- _EXERCISE TASK_: Every line from the line containing "[pin] rear window" through the final line of the data is to be printed exactly; no other line is to appear.

- _Source data_:
_ _ _ _

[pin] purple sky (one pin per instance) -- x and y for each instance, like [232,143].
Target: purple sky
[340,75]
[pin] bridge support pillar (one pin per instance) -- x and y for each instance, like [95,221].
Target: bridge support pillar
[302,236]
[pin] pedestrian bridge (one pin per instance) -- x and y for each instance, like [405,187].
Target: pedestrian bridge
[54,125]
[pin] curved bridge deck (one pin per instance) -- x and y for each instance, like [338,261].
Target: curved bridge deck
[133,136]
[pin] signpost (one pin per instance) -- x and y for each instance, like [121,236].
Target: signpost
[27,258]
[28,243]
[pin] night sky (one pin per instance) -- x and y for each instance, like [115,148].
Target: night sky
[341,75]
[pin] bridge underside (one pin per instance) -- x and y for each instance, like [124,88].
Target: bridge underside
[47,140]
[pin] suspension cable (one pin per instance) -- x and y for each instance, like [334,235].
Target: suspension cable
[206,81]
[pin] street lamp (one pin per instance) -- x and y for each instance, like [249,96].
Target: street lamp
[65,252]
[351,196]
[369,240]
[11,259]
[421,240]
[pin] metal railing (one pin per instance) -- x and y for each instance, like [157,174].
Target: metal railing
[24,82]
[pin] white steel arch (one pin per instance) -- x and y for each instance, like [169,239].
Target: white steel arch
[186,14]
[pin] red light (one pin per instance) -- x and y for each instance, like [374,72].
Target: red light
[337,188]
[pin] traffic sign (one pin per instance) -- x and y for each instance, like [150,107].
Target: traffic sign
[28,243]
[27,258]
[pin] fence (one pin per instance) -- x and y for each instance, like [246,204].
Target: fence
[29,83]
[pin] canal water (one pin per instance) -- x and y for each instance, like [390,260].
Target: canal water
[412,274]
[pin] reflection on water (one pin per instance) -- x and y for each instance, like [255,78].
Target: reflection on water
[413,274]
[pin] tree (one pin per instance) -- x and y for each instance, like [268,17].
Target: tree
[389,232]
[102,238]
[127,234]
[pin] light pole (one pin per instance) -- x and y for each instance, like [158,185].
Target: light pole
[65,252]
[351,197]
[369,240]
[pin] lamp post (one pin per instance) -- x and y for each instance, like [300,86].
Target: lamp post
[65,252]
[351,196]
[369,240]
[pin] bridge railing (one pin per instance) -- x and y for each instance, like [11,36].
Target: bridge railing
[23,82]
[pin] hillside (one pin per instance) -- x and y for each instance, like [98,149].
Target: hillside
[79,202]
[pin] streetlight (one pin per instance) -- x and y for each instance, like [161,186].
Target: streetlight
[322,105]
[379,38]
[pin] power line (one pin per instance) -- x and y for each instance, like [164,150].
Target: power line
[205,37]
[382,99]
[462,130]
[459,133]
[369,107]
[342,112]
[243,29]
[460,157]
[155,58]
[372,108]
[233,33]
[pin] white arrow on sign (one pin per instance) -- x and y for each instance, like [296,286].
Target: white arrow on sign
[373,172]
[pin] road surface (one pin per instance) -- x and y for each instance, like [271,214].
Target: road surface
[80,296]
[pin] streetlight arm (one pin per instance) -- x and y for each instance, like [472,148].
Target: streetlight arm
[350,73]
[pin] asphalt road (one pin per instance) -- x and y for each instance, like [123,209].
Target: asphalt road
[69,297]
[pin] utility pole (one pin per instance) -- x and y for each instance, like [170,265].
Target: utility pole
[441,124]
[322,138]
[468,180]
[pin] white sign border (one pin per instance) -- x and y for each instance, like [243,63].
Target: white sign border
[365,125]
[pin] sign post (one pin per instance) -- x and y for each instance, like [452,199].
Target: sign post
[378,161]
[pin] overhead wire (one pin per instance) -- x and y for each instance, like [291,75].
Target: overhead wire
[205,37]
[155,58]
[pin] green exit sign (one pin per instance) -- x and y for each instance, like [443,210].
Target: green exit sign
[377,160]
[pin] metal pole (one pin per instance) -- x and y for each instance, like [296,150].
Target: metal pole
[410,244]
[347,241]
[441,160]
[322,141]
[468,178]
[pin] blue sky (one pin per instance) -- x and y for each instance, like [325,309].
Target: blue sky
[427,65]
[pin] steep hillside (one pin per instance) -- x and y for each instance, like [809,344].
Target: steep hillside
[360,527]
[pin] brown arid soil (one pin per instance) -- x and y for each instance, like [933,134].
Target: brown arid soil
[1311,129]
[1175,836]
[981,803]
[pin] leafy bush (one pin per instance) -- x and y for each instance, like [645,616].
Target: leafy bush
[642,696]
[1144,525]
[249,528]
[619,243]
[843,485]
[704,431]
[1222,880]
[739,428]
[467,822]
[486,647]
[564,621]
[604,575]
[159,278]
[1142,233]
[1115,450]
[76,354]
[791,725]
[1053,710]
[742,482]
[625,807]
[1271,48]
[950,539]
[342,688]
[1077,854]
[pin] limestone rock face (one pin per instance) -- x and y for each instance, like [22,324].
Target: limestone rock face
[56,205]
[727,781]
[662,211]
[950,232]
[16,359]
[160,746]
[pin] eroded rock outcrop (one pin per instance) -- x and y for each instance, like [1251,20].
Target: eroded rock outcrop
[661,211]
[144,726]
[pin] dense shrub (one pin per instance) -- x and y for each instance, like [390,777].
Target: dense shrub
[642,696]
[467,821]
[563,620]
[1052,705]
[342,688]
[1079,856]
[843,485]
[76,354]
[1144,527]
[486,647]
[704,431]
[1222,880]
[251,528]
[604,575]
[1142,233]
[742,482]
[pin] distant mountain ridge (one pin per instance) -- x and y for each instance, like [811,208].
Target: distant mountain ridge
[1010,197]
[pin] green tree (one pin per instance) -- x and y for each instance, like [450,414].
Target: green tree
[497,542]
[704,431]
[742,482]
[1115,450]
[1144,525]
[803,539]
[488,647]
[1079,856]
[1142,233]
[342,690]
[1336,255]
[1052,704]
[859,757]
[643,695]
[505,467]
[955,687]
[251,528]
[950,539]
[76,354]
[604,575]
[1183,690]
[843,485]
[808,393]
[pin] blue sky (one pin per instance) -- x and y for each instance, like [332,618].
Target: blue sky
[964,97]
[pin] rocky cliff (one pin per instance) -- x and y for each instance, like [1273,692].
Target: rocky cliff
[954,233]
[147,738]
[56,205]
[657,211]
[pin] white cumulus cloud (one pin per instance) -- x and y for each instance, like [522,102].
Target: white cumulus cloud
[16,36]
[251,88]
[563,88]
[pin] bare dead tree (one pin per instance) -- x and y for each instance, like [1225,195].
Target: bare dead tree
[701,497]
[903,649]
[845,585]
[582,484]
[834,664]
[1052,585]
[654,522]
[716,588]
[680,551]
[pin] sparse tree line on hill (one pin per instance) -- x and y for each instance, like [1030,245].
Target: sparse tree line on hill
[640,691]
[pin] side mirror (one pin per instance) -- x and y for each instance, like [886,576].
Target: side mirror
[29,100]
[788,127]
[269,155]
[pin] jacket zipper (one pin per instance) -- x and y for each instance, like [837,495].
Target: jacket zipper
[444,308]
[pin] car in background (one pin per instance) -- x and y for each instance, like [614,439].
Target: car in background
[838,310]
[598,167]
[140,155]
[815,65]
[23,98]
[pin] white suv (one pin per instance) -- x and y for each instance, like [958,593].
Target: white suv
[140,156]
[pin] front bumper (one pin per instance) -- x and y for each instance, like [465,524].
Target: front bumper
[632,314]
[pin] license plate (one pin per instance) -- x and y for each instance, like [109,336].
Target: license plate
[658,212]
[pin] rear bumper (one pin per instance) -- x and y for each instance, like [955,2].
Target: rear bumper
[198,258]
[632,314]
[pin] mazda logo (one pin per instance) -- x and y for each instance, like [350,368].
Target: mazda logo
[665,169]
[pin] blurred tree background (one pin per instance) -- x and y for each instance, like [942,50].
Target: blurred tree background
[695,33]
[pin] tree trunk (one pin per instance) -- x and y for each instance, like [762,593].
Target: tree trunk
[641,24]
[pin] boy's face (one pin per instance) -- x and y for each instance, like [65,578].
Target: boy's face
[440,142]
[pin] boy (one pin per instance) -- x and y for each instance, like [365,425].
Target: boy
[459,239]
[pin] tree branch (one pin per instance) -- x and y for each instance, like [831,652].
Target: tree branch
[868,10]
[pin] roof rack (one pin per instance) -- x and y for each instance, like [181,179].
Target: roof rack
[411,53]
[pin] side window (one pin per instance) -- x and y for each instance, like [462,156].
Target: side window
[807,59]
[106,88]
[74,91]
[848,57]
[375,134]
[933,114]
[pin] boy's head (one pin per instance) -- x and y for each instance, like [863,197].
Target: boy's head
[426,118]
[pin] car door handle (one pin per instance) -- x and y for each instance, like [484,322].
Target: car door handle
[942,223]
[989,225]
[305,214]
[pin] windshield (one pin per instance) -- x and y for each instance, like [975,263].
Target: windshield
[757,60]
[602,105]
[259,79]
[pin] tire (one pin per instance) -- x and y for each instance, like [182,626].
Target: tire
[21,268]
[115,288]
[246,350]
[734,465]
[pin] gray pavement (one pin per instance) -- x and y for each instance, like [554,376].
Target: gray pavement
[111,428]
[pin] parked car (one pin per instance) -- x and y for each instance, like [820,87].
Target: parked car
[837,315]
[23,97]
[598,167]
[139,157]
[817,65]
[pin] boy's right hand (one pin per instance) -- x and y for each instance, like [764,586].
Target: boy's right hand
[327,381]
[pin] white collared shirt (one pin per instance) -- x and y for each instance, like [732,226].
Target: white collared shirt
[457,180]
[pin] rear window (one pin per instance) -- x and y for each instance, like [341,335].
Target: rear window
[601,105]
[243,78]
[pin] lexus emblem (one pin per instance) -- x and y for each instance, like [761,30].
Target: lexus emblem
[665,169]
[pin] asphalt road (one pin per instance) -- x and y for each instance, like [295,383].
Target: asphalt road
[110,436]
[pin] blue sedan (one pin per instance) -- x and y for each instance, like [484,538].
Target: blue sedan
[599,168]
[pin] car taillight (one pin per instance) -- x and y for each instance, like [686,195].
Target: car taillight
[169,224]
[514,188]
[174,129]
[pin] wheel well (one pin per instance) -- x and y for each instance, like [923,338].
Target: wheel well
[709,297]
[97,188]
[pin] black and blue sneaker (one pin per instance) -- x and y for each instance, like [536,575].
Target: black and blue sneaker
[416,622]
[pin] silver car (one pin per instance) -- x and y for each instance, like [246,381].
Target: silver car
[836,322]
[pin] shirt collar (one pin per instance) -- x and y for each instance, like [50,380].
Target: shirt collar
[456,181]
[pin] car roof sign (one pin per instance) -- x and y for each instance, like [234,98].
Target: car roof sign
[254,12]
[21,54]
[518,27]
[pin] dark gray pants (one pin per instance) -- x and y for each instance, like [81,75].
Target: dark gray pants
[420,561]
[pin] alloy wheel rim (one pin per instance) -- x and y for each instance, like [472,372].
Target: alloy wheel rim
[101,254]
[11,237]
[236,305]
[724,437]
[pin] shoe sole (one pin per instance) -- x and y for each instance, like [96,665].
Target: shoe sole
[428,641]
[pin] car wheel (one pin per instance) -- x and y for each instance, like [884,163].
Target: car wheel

_ _ _ _

- _COMPLETE RESPONSE_:
[pin] rear window (one pin per instance) -- x and y for each instance, like [341,335].
Target: rear window
[601,105]
[243,78]
[pin] lexus emblem (one pin per instance) -- x and y for each instance, like [761,30].
Target: lexus emblem
[665,169]
[pin] asphalt road (one pin per instance) -- x and y for each instance, like [295,383].
Target: asphalt road
[110,436]
[pin] blue sedan (one pin per instance) -- x and y for each instance, like [484,538].
Target: blue sedan
[599,168]
[pin] car taillight (one pin per instance) -- x and y for each instance, like [686,195].
Target: car taillight
[169,224]
[514,188]
[174,129]
[pin] wheel well (one pin per instance) -- x and y for each instance, like [923,338].
Target: wheel well
[709,297]
[97,188]
[pin] black and blue sneaker (one pin per instance) -- x and y for each instance, like [536,575].
Target: black and blue sneaker
[416,622]
[pin] silver car (one pin per instance) -- x and y for each instance, like [246,381].
Target: silver car
[836,322]
[pin] shirt collar (one pin per instance) -- x and y for each instance, like [50,380].
Target: shirt collar
[456,181]
[pin] car roof sign (one pin per instance) -- x and y for each instance, like [234,98].
Target: car roof sign
[254,12]
[21,54]
[518,27]
[pin] dark gray pants (one pin per instance) -- x and y for each instance, like [81,75].
Target: dark gray pants
[420,561]
[pin] alloy wheel rim (one pin per instance) -- x and y for each instance, like [472,372].
Target: alloy wheel rim
[101,254]
[11,237]
[236,305]
[724,437]
[pin] shoe sole (one pin per instance) -- x and y for each instance, like [96,665].
Target: shoe sole
[428,641]
[pin] car wheel (one pin per instance) -- x and y for each instance, like [884,163].
Target: car wheel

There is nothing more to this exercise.